*** Dataset extract ***
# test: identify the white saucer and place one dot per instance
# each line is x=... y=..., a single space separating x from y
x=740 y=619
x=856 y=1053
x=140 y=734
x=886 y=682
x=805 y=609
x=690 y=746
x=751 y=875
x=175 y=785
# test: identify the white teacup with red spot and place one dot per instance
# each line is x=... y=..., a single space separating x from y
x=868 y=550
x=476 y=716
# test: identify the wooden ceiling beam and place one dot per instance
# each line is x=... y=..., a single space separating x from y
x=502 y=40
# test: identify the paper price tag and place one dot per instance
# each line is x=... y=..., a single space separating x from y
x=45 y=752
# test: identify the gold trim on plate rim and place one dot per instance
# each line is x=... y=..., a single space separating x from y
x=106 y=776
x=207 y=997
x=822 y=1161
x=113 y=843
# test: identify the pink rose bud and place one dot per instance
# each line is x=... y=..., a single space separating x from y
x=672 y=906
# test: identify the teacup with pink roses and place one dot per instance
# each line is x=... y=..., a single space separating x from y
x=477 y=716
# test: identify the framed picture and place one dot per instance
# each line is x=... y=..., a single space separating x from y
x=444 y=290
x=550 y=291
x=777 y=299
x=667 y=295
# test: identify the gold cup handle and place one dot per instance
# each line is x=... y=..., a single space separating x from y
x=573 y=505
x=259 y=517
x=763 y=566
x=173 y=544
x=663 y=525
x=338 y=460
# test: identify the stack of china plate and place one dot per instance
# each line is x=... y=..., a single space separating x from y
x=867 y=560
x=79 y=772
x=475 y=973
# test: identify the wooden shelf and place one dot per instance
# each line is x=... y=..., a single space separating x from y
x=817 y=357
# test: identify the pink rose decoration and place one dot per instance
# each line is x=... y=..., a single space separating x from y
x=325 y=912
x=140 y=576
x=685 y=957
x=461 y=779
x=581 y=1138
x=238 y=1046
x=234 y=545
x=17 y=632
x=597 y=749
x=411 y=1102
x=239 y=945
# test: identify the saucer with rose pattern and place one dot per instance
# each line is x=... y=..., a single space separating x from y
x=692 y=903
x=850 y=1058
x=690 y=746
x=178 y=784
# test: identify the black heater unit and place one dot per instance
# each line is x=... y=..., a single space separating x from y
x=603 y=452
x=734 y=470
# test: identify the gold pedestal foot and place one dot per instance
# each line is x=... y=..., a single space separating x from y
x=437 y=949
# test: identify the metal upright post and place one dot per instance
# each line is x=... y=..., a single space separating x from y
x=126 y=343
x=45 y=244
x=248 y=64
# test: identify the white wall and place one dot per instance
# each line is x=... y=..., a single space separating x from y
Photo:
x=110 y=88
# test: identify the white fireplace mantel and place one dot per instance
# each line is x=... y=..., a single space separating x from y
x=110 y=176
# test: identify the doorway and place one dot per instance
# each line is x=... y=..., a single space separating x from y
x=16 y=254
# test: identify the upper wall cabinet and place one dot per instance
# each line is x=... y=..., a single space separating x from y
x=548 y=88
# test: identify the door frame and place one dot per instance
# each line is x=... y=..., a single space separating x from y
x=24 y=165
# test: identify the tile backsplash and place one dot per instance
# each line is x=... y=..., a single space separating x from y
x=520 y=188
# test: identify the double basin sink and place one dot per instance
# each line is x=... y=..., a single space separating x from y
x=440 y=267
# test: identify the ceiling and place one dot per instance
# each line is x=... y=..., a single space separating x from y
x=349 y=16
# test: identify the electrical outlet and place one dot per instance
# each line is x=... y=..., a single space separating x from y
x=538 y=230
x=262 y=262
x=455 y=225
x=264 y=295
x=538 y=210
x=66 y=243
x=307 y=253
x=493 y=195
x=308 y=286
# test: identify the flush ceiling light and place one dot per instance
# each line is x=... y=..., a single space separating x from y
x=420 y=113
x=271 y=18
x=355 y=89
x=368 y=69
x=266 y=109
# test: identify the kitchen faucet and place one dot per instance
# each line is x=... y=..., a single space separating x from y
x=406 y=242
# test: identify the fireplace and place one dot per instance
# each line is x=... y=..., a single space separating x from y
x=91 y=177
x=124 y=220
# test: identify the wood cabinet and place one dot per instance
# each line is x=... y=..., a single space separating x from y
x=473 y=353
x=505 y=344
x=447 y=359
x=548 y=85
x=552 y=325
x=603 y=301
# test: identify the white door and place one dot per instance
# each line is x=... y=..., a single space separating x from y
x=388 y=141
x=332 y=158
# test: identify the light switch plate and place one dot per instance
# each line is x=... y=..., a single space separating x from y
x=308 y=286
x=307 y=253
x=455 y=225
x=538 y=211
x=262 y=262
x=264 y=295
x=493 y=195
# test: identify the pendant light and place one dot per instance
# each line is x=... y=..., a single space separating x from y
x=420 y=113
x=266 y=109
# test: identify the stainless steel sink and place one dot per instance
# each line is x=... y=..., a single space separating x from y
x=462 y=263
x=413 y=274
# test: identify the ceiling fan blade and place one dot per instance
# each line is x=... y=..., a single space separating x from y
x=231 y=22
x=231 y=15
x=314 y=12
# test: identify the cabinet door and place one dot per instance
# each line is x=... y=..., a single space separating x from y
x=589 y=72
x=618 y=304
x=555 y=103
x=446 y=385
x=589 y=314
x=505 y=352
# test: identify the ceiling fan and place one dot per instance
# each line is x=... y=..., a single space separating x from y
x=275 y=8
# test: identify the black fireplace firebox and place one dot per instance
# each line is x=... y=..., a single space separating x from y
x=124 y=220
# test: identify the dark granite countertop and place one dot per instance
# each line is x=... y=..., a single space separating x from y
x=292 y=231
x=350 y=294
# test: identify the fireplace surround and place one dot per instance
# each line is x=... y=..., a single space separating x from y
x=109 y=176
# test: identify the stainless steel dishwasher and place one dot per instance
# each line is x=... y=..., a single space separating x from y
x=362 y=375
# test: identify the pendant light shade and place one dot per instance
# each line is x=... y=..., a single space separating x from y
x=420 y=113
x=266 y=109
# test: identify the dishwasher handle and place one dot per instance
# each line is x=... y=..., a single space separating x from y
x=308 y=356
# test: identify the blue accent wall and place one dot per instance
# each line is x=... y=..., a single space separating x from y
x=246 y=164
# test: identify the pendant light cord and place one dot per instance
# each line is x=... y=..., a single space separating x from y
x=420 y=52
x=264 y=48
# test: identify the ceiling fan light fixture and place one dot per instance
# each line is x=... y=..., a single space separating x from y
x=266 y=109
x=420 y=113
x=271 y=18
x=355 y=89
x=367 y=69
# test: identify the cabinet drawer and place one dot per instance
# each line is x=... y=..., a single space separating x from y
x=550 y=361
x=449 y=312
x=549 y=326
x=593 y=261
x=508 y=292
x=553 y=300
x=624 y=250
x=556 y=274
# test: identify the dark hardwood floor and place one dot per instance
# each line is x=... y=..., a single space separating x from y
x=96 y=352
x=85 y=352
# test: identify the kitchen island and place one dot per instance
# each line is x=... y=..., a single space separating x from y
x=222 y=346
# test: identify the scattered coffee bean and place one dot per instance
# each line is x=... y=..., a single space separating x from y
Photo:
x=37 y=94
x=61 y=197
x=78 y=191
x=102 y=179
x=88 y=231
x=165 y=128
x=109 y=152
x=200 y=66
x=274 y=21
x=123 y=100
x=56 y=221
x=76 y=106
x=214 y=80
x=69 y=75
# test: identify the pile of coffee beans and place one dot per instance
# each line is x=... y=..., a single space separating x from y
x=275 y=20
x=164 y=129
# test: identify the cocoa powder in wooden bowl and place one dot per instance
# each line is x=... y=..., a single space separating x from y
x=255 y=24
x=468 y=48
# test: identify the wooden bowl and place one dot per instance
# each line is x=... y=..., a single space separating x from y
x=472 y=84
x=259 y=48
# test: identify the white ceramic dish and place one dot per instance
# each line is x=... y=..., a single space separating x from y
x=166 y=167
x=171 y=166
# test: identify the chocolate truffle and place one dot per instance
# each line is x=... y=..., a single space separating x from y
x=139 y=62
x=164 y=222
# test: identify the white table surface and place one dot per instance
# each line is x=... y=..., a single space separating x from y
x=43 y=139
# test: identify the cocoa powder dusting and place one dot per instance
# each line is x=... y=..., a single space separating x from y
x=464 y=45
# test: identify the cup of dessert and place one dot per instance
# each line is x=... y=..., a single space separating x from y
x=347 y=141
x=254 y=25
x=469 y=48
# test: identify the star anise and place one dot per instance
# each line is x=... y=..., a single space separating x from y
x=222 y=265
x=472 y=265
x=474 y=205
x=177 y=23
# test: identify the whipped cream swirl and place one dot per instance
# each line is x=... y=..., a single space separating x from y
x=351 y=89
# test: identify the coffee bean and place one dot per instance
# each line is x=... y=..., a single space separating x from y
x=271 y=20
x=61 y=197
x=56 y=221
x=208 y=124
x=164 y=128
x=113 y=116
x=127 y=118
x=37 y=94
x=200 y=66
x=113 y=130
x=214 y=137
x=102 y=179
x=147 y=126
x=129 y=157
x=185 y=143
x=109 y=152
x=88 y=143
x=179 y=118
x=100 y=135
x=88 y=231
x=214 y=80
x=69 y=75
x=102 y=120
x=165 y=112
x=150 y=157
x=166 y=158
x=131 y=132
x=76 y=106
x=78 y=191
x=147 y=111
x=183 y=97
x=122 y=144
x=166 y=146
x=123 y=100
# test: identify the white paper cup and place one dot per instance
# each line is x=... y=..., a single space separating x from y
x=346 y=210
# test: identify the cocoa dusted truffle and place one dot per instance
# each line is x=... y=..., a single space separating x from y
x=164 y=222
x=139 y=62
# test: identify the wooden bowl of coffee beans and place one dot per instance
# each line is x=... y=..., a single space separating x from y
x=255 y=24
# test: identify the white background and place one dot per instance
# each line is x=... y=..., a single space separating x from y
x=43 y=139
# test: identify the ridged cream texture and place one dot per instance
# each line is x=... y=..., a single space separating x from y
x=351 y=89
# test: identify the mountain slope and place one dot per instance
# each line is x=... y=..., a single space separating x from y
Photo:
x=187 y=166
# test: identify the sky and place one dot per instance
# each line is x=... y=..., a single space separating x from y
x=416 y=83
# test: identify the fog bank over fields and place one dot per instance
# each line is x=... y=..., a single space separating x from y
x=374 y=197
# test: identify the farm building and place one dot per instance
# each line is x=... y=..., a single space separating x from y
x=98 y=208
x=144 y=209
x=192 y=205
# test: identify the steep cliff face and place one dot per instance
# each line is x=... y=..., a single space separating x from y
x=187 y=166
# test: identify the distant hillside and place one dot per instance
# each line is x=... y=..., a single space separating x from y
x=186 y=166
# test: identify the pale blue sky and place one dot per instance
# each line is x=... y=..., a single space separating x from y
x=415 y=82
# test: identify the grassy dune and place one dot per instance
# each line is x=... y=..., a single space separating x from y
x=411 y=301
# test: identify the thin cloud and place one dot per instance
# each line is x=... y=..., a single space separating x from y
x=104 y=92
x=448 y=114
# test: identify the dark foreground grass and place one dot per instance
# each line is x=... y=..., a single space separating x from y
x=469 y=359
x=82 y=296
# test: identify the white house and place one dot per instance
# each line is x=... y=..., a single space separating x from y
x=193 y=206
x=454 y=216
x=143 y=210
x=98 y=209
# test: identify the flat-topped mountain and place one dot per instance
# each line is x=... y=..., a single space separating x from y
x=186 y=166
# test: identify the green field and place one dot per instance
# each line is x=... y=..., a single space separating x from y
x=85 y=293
***
What you need to do. Lay out everything from the top of the material down to the line containing "x=338 y=460", both ends included, as a Markdown table. Use a Row column that numbers each line and a Line column that holds its text, and skip any blank lines.

Response to the exercise.
| Row | Line |
|---|---|
| 1 | # test: identify the white saucer and place one dot per instance |
| 2 | # each line is x=... y=..., a single space separating x from y |
| 3 | x=740 y=619 |
| 4 | x=856 y=1053 |
| 5 | x=140 y=734 |
| 6 | x=886 y=682 |
| 7 | x=805 y=609 |
| 8 | x=690 y=746 |
| 9 | x=751 y=875 |
| 10 | x=175 y=785 |
| 11 | # test: identify the white teacup with red spot and place one dot per instance |
| 12 | # each line is x=... y=..., a single space separating x from y |
| 13 | x=868 y=550 |
| 14 | x=476 y=716 |
| 15 | # test: identify the wooden ceiling beam and place one dot per instance |
| 16 | # each line is x=... y=..., a single space separating x from y |
| 17 | x=502 y=40 |
| 18 | # test: identify the paper price tag and place one dot per instance |
| 19 | # each line is x=... y=..., a single space separating x from y |
| 20 | x=45 y=752 |
| 21 | # test: identify the gold trim on plate rim and place one dot per instance |
| 22 | # each line is x=... y=..., a single space separating x from y |
| 23 | x=106 y=776 |
| 24 | x=207 y=997 |
| 25 | x=822 y=1161 |
| 26 | x=113 y=843 |
| 27 | # test: identify the pink rose bud and place one dot per instance |
| 28 | # each line is x=... y=..., a single space separating x from y |
| 29 | x=672 y=906 |
| 30 | # test: identify the teacup with pink roses and place one dot per instance |
| 31 | # each line is x=... y=..., a single space separating x from y |
| 32 | x=477 y=716 |
| 33 | # test: identify the framed picture and place one dot per instance |
| 34 | # each line is x=... y=..., a single space separating x from y |
| 35 | x=444 y=290 |
| 36 | x=550 y=291 |
| 37 | x=777 y=299 |
| 38 | x=667 y=295 |
| 39 | # test: identify the gold cup handle and place one dot per instance |
| 40 | # each line is x=... y=..., a single space separating x from y |
| 41 | x=573 y=505 |
| 42 | x=259 y=517 |
| 43 | x=763 y=566 |
| 44 | x=173 y=544 |
| 45 | x=663 y=525 |
| 46 | x=338 y=460 |